- _WRITTEN TASK_: Can you render the records as a numbered list, from their first line through the line holding "[360,311,440,337]", both included, with blank lines dropped and the pictures left out?

(Stored data entries)
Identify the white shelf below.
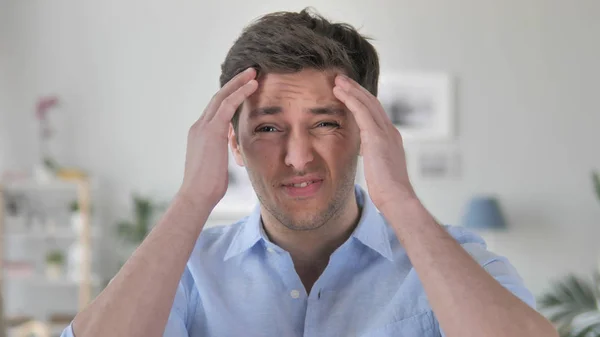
[4,275,100,287]
[0,178,96,192]
[4,227,100,240]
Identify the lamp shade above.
[462,196,506,230]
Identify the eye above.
[317,122,340,129]
[256,125,277,132]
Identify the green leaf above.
[538,275,600,337]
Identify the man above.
[64,7,557,337]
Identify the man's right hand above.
[178,68,258,207]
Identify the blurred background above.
[0,0,600,335]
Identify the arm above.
[333,75,558,337]
[65,69,258,337]
[382,199,557,337]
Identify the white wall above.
[0,0,600,292]
[0,0,9,172]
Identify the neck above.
[261,192,360,291]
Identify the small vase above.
[71,211,83,235]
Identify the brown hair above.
[219,8,379,131]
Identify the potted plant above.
[69,201,83,234]
[46,250,65,280]
[537,275,600,337]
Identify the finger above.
[211,79,258,126]
[202,68,256,120]
[336,75,392,129]
[333,86,380,132]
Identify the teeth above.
[294,181,313,187]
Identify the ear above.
[228,123,244,167]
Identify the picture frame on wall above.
[377,71,455,142]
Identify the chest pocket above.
[360,311,440,337]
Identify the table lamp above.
[462,195,506,230]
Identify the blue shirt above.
[63,186,535,337]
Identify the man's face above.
[230,69,360,230]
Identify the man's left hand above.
[333,75,416,213]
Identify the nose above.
[285,132,314,171]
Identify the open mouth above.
[283,179,323,198]
[285,180,321,188]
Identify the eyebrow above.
[249,105,346,119]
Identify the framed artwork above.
[377,72,454,142]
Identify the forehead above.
[247,69,340,108]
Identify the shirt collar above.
[224,185,392,261]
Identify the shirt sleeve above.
[435,234,536,337]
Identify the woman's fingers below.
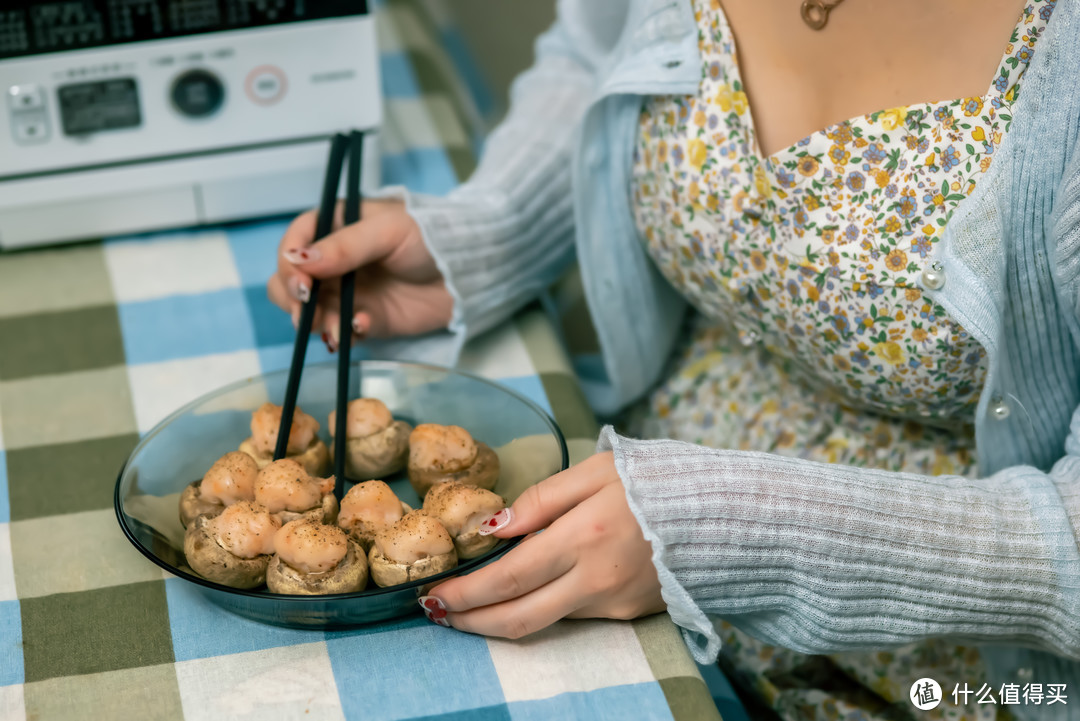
[446,572,581,639]
[428,524,576,612]
[281,215,395,278]
[267,274,300,313]
[494,453,618,539]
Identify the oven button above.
[171,70,225,118]
[8,83,45,112]
[11,113,49,146]
[244,65,287,105]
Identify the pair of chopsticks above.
[273,131,364,501]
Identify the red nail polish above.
[417,596,450,627]
[476,508,514,535]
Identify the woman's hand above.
[420,452,665,638]
[267,201,454,351]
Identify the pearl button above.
[739,329,761,348]
[922,260,945,290]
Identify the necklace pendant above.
[800,0,837,30]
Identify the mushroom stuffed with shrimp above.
[240,403,330,476]
[338,480,411,553]
[423,481,507,560]
[184,501,281,588]
[255,458,338,523]
[327,398,413,480]
[180,451,259,528]
[408,423,499,499]
[367,511,458,586]
[267,518,367,596]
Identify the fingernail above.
[281,248,323,266]
[417,596,450,628]
[476,508,514,535]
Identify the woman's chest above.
[633,2,1041,419]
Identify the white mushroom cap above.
[327,398,394,438]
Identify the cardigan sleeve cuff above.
[596,425,720,664]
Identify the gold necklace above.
[801,0,843,30]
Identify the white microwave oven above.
[0,0,382,249]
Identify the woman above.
[270,0,1080,719]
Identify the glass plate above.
[114,361,569,628]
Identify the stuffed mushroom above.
[267,518,367,596]
[367,511,458,586]
[408,423,499,499]
[184,501,281,588]
[423,481,507,559]
[180,451,259,528]
[327,398,413,480]
[255,458,338,523]
[240,403,330,476]
[338,480,411,553]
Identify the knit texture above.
[599,417,1080,663]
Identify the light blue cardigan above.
[378,0,1080,720]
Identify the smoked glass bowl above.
[114,361,569,628]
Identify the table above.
[0,0,719,721]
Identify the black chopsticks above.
[273,131,364,501]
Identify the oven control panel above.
[0,0,381,183]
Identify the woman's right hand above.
[267,201,454,352]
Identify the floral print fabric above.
[627,0,1055,721]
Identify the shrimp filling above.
[408,423,476,473]
[423,482,505,538]
[255,458,334,513]
[338,480,402,531]
[273,518,349,573]
[207,501,281,558]
[199,451,259,505]
[375,511,454,563]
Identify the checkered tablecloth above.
[0,1,734,721]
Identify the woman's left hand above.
[421,452,665,638]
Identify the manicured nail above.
[417,596,450,628]
[281,248,323,266]
[476,508,514,535]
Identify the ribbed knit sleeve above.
[380,18,595,349]
[599,423,1080,663]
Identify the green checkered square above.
[21,581,173,682]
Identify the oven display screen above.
[56,78,143,135]
[0,0,367,59]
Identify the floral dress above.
[627,0,1055,720]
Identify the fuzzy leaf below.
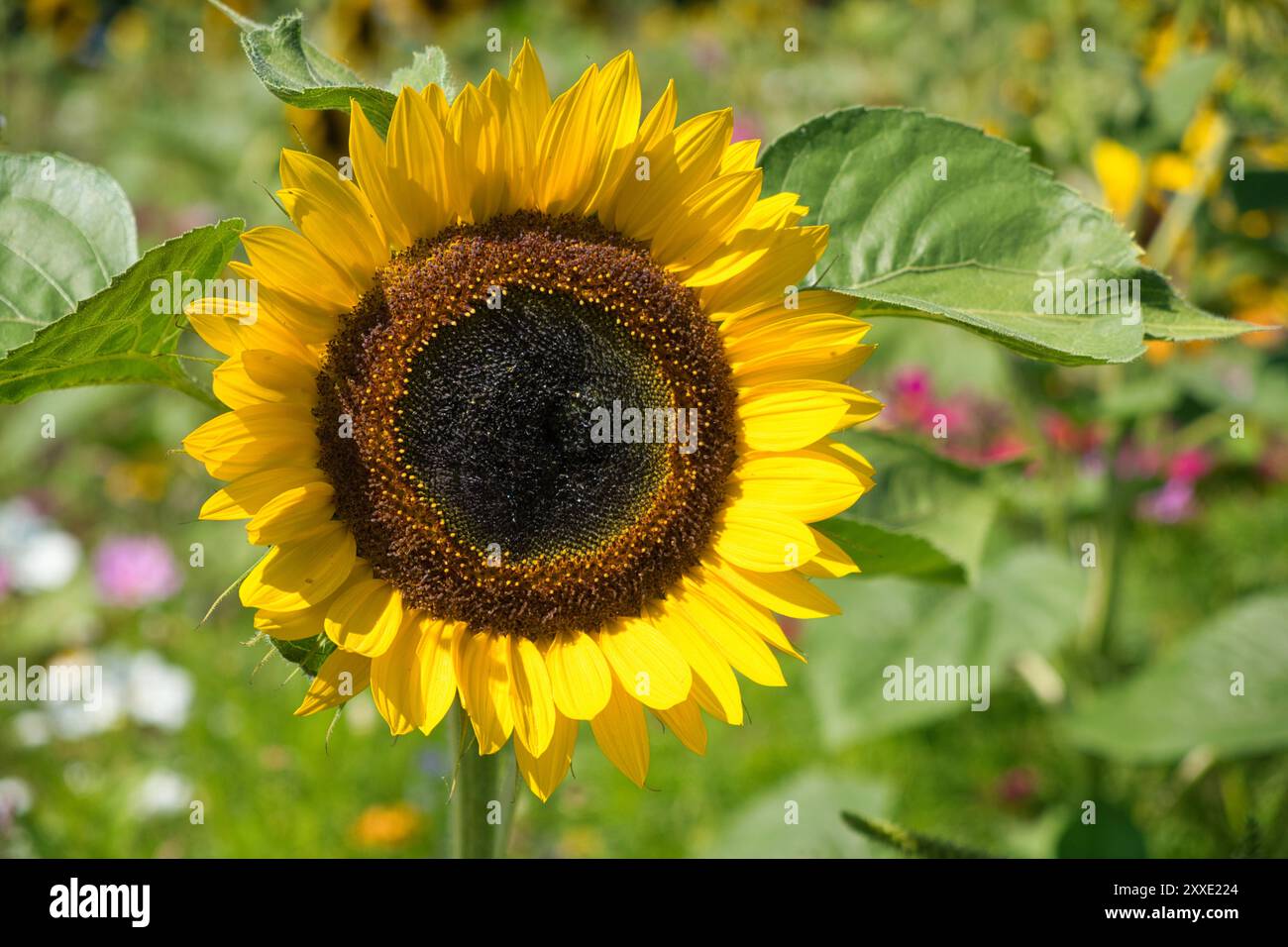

- _RESULT_:
1. Identify the white shelf below.
2. [4,275,100,287]
3. [0,178,96,192]
4. [4,227,100,240]
5. Identify the lamp shade above.
6. [462,196,506,230]
7. Identify the eye above.
8. [317,122,340,129]
9. [256,125,277,132]
10. Identify the green leaf above.
11. [538,275,600,337]
12. Identify the man above.
13. [64,7,557,337]
14. Identify the man's right hand above.
15. [178,68,258,207]
16. Identify the blurred background above.
17. [0,0,600,335]
18. Identify the arm above.
19. [333,75,558,337]
20. [65,69,258,337]
21. [382,199,557,337]
22. Identify the white wall above.
23. [0,0,600,292]
24. [0,0,9,172]
25. Identify the neck above.
26. [261,192,360,291]
27. Identify the small vase above.
28. [71,211,83,235]
29. Identify the brown hair above.
30. [219,8,379,131]
31. Identify the potted plant above.
32. [69,201,83,234]
33. [46,250,65,280]
34. [537,275,600,337]
35. Identify the finger above.
36. [211,79,258,126]
37. [202,68,256,120]
38. [336,75,392,129]
39. [333,86,380,132]
40. Identify the teeth above.
41. [294,181,313,187]
42. Identify the ear above.
43. [228,123,244,167]
44. Identify the picture frame on wall above.
45. [377,71,455,142]
46. Identify the chest pocket above.
47. [360,311,440,337]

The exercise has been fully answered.